## EXERCISE DETAILS
Convert all of the rows below into a JSON list of strings, with one string for each line and blank lines left out.
--- BEGIN ---
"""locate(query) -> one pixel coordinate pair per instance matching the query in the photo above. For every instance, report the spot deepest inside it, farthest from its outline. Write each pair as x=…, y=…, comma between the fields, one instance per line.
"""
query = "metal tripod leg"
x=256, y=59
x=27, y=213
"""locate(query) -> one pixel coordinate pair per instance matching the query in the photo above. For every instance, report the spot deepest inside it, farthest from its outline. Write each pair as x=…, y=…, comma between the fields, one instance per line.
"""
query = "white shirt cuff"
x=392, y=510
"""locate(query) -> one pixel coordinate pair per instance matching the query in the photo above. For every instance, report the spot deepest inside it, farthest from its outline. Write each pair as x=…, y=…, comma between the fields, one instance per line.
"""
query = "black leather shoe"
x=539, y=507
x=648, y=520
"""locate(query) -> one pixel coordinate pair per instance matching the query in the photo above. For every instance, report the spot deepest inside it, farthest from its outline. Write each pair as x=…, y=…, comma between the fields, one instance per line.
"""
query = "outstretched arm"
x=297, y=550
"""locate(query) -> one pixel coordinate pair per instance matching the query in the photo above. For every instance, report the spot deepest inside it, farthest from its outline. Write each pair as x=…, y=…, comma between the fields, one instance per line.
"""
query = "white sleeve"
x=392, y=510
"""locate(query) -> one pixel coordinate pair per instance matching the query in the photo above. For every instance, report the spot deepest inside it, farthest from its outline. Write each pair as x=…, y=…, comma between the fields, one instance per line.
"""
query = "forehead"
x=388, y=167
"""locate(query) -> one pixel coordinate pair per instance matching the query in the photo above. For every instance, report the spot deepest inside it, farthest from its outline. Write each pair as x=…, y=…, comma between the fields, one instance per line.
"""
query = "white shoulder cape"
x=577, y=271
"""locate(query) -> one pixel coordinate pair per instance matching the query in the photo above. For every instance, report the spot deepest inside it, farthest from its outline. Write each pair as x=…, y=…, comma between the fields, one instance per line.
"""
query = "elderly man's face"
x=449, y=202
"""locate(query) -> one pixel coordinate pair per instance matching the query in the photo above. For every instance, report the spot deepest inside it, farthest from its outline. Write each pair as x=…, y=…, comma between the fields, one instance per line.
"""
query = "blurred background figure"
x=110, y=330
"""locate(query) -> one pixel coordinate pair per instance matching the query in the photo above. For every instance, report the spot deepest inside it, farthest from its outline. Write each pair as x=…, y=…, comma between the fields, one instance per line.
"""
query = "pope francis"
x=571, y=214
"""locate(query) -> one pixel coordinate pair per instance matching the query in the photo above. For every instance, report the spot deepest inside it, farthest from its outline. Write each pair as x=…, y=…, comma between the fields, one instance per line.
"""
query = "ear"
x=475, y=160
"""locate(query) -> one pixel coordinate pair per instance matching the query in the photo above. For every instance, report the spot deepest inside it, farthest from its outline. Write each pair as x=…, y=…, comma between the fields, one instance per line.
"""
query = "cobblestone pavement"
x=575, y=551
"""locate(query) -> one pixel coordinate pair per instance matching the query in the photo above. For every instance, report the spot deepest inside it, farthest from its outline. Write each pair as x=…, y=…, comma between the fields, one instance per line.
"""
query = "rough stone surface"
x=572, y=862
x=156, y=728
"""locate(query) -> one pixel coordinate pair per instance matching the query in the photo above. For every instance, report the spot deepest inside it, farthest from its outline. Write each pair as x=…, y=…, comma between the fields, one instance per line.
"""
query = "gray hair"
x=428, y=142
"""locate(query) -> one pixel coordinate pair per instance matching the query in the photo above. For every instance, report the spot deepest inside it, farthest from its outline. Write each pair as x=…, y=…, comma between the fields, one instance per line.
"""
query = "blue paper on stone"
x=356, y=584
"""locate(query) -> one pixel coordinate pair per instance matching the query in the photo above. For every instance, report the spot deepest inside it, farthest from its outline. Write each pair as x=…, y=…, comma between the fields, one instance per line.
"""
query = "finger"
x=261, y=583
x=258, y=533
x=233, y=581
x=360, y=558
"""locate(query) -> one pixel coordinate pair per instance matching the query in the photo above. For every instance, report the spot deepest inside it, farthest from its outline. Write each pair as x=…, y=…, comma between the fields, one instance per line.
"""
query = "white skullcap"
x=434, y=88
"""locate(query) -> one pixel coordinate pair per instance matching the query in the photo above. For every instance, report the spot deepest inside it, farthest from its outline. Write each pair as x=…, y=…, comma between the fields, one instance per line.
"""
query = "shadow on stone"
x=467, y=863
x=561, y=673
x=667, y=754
--- END ---
## ANSWER TO THIS EXERCISE
[
  "\"\"\"locate(query) -> one pixel coordinate pair per instance matching the query in the photo above. For every instance, report the spot deepest inside it, farthest from its outline. Write each pair as x=…, y=…, comma between the fields, one instance per line.",
  "\"\"\"",
  "query = \"metal tripod leg\"",
  "x=256, y=59",
  "x=27, y=213",
  "\"\"\"locate(query) -> one pixel coordinate pair per instance matching the query in the photo above. For every instance, report the spot deepest inside it, farthest from its outline. Write each pair as x=…, y=…, comma between the fields, one instance per line.",
  "\"\"\"",
  "query = \"white shirt cuff\"",
  "x=392, y=510",
  "\"\"\"locate(query) -> one pixel coordinate pair per instance matching the query in the photo above. For every instance, report the spot deepest inside it, farthest from its outline. Write each pair as x=…, y=…, comma between the fields, one instance per line.",
  "\"\"\"",
  "query = \"black leather shoe\"",
  "x=539, y=507",
  "x=648, y=520",
  "\"\"\"locate(query) -> one pixel coordinate pair per instance matching the query in the photo above. For every instance, report the spot deepest inside it, farthest from its outline. Write each pair as x=…, y=…, comma between the fields, one instance per line.",
  "\"\"\"",
  "query = \"outstretched arm\"",
  "x=297, y=550",
  "\"\"\"locate(query) -> one pixel coordinate pair per instance matching the query in the photo above. For every instance, report the spot deepest inside it, farthest from its outline. Write each pair as x=…, y=…, comma between the fields, one instance per line.",
  "\"\"\"",
  "query = \"white sleeve\"",
  "x=392, y=510",
  "\"\"\"locate(query) -> one pixel coordinate pair per instance matching the query in the photo above. For every instance, report the spot deepest inside it, farthest from its outline. Write each pair as x=…, y=…, comma between the fields, one instance per line.",
  "\"\"\"",
  "query = \"forehead\"",
  "x=388, y=167",
  "\"\"\"locate(query) -> one pixel coordinate pair per instance matching the query in the photo above. For every instance, report the spot deepest inside it, farthest from its outline. Write each pair as x=…, y=…, comma between the fields, one instance per line.",
  "\"\"\"",
  "query = \"white shoulder cape\"",
  "x=577, y=271",
  "\"\"\"locate(query) -> one pixel coordinate pair per instance matching the query in the photo above. For every instance, report the spot deepest inside it, farthest from its outline. Write each pair as x=…, y=…, comma between the fields, one instance per line.",
  "\"\"\"",
  "query = \"elderly man's face\"",
  "x=449, y=202",
  "\"\"\"locate(query) -> one pixel coordinate pair per instance matching the query in the photo above. For every instance, report the spot deepest inside it, farthest from its outline. Write each pair as x=…, y=…, comma between the fields, one instance per line.",
  "\"\"\"",
  "query = \"blurred background figure\"",
  "x=110, y=330",
  "\"\"\"locate(query) -> one pixel coordinate pair per instance matching the query in the photo above. For every instance, report the spot deepest inside it, farthest from its outline. Write each pair as x=…, y=…, comma between the fields, one instance per line.",
  "\"\"\"",
  "query = \"pope francis\"",
  "x=571, y=214",
  "\"\"\"locate(query) -> one pixel coordinate pair per instance matching the query in the photo above. For every instance, report the spot deepest inside it, farthest from its outline. Write each pair as x=…, y=…, comma between the fields, one instance per line.",
  "\"\"\"",
  "query = \"ear\"",
  "x=475, y=160",
  "\"\"\"locate(query) -> one pixel coordinate pair per instance matching the query in the photo above. For every instance, report the spot deepest inside it, farthest from its outline. Write each pair as x=…, y=…, comma between the fields, one instance per line.",
  "\"\"\"",
  "query = \"cobblestone pavement\"",
  "x=575, y=551",
  "\"\"\"locate(query) -> one pixel coordinate pair per instance matching the query in the photo above. For every instance, report the spot deepest inside it, farthest from its outline. Write each pair as x=…, y=…, comma between the fields, one instance per line.",
  "\"\"\"",
  "query = \"rough stone surface\"",
  "x=572, y=862",
  "x=156, y=728",
  "\"\"\"locate(query) -> one pixel coordinate pair per instance matching the query in the photo above. For every instance, report the spot deepest inside it, farthest from its outline. Write each pair as x=…, y=…, comma between the fields, one instance per line.",
  "\"\"\"",
  "query = \"gray hair\"",
  "x=428, y=142",
  "\"\"\"locate(query) -> one pixel coordinate pair per instance matching the query in the photo above. For every instance, report the spot deepest inside it, farthest from its outline. Write each pair as x=…, y=…, comma between the fields, one instance per line.",
  "\"\"\"",
  "query = \"blue paper on stone\"",
  "x=356, y=584",
  "\"\"\"locate(query) -> one pixel coordinate pair per instance matching the query in the photo above. For every instance, report the spot deepest inside it, farthest from its outline. Write each pair as x=…, y=…, comma between the fields, one instance per line.",
  "\"\"\"",
  "query = \"finger\"",
  "x=261, y=583",
  "x=258, y=533",
  "x=233, y=581",
  "x=360, y=558",
  "\"\"\"locate(query) -> one pixel coordinate pair per instance matching the query in the photo above. For every instance, report the spot deepest inside it, farthest from its outline. Write each pair as x=…, y=…, comma between the fields, one instance per line.",
  "\"\"\"",
  "query = \"white skullcap\"",
  "x=434, y=88",
  "\"\"\"locate(query) -> one pixel coordinate pair per instance matching the query in the photo above. For every instance, report the spot deepest inside it, farthest from its outline. Write each pair as x=…, y=…, comma between the fields, one instance per line.",
  "\"\"\"",
  "query = \"shadow on stone\"",
  "x=467, y=863",
  "x=561, y=673",
  "x=667, y=754"
]